#### [Work to complete]
Find every line in the records below that contains the word "point", and copy each such line in full.

#### [Supplied information]
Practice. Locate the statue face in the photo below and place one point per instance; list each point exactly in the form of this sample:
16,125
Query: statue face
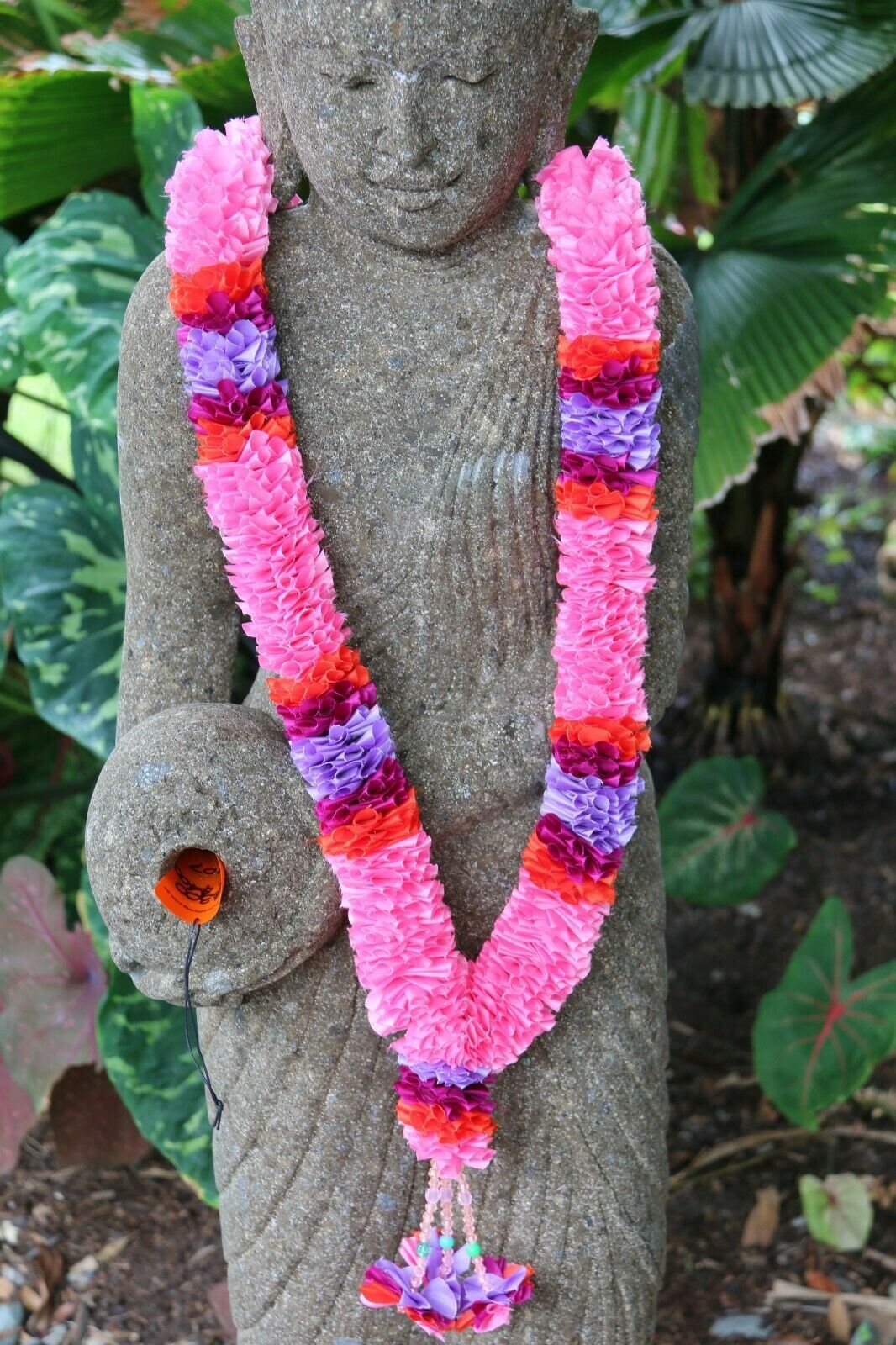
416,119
...
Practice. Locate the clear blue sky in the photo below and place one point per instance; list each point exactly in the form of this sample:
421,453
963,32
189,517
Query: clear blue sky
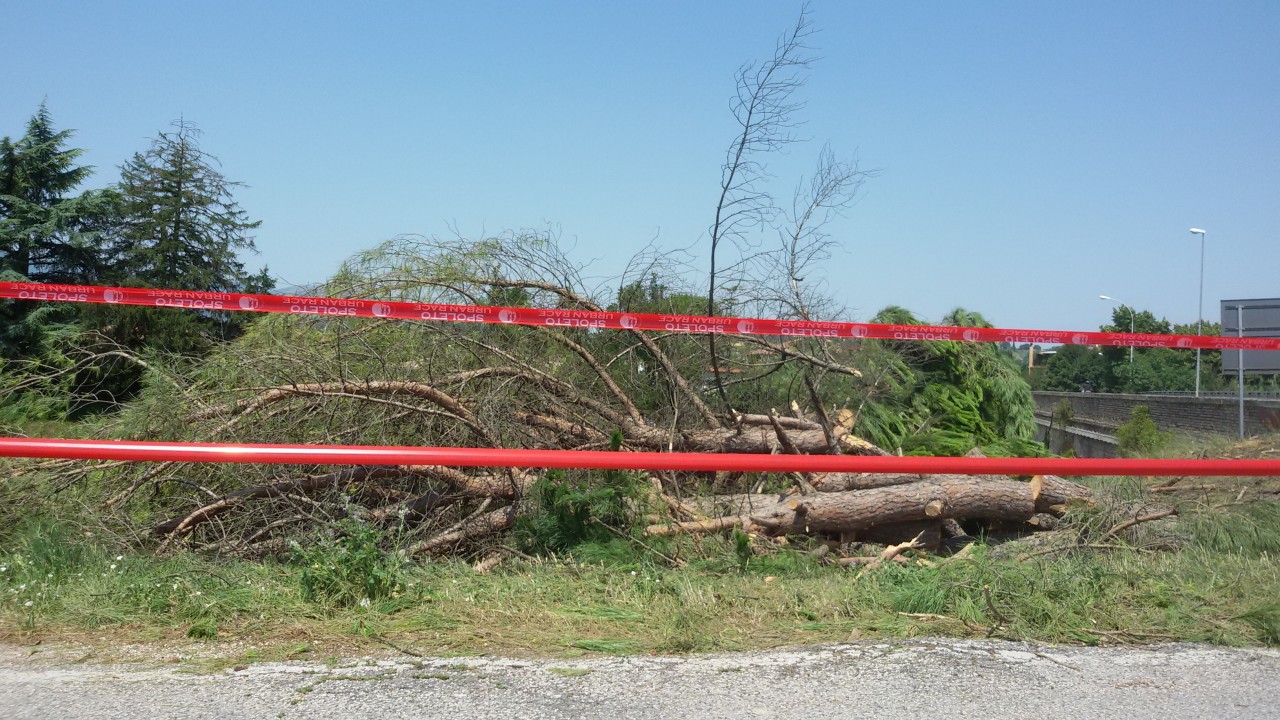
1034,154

#### [Output]
Practice. Locate the statue face in the photo below and place one point per instance; list each point exactly in the form of this sample:
Practice. Locate the clear blue sky in the photo below and place one point per instance; list each point exactly in the form of this sample:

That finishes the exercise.